• PROBLEM STATEMENT: Give back the whole listing exactly as shown.

• RECORDS SUPPLIED:
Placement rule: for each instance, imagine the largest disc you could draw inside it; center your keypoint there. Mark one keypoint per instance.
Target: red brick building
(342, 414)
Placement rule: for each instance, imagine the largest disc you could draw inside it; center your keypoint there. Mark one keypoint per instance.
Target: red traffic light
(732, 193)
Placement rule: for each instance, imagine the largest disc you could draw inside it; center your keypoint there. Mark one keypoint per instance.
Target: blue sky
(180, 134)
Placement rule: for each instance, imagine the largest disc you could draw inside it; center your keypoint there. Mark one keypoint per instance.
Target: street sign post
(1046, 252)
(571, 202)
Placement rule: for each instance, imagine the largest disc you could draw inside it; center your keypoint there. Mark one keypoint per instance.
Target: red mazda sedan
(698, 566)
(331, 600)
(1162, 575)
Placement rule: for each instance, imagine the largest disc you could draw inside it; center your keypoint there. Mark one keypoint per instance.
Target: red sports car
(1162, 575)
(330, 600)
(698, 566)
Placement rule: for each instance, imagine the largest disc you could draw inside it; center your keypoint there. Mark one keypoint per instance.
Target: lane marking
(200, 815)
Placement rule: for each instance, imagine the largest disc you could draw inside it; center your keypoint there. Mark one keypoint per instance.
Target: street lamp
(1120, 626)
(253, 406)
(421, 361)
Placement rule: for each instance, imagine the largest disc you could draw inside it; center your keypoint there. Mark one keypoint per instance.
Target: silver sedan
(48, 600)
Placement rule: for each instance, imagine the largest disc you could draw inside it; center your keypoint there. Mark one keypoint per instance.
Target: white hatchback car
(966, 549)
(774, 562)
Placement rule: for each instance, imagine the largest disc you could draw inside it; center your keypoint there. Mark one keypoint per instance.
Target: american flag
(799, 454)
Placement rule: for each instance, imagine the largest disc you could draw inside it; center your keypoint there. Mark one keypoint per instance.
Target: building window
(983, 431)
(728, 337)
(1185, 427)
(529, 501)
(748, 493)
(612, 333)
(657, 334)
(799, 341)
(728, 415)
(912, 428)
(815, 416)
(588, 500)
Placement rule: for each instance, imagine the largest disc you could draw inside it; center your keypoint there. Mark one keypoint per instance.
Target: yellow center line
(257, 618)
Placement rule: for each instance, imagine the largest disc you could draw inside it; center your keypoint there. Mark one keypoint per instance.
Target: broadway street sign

• TASK RESPONSE:
Placement rule: for each instance, imagine the largest disc you could draw inside it; center your keypoint there. Mark one keypoint per instance.
Target: red brick building
(342, 414)
Placement rule: for each instance, imagine the largest disc you could draw inside it; center your keypoint there. Mark one keypoint per instance.
Target: red traffic light
(732, 193)
Placement rule: for each instance, imagine the largest disc you could draw inside it; center your keypoint there. Mark one keypoint per instance.
Target: blue sky
(180, 134)
Placement rule: for each instance, imagine the largest disc you could draw inside it; center your keypoint there. Mark one keypoint per instance.
Target: street sign post
(1046, 252)
(571, 202)
Placement rule: for each instance, imagine the largest disc you could draw inside it; center your keypoint there. Mark one keypoint per instance.
Target: red mazda sedan
(698, 566)
(331, 600)
(1162, 575)
Placement rule: for each instance, imagine the largest disc you could draw inside it; center your keypoint there. Mark one keypoint per instance.
Target: red sports car
(1162, 575)
(330, 600)
(698, 566)
Placement rule: for each instance, imagine the largest disc you could draw inside it; center your keypoint there. Mark one keypoint per instance.
Target: lane marking
(200, 815)
Placement rule: for each instance, imagine the largest disc you could draw inside it; center your keypoint there. Mark one keypoint per instance.
Target: street lamp
(1120, 626)
(253, 406)
(421, 361)
Placement rule: for each instance, imagine the largest disc you could draw inside it; center your keypoint there. Mark one keypoint per instance.
Target: silver sedan
(48, 600)
Placement rule: for each instance, imagine the largest disc you could draw inside it; center your keypoint there. Mark one keypoint per instance.
Target: white hatchback car
(966, 549)
(774, 562)
Placement rule: for each instance, imagine the largest disc you could draw inside it; center your keypoint there. Mark one keypoint per instance.
Target: american flag
(799, 454)
Placement rule: for each instance, imagine the largest disc you could draw inside it; center your keypoint there. Mark one keypoint per instance.
Target: building window
(983, 431)
(728, 337)
(1185, 427)
(529, 501)
(748, 493)
(612, 333)
(657, 334)
(799, 341)
(728, 415)
(912, 428)
(815, 416)
(588, 500)
Placement rule: for each instance, imagine the largest disc you could draw inside it; center your keypoint there. Mark one keypoint per instance.
Target: yellow center line
(257, 618)
Placement rule: for each instance, imagine the largest disc you could draw inside it; center your keypoint there. Mark one keypoint per instance.
Target: broadway street sign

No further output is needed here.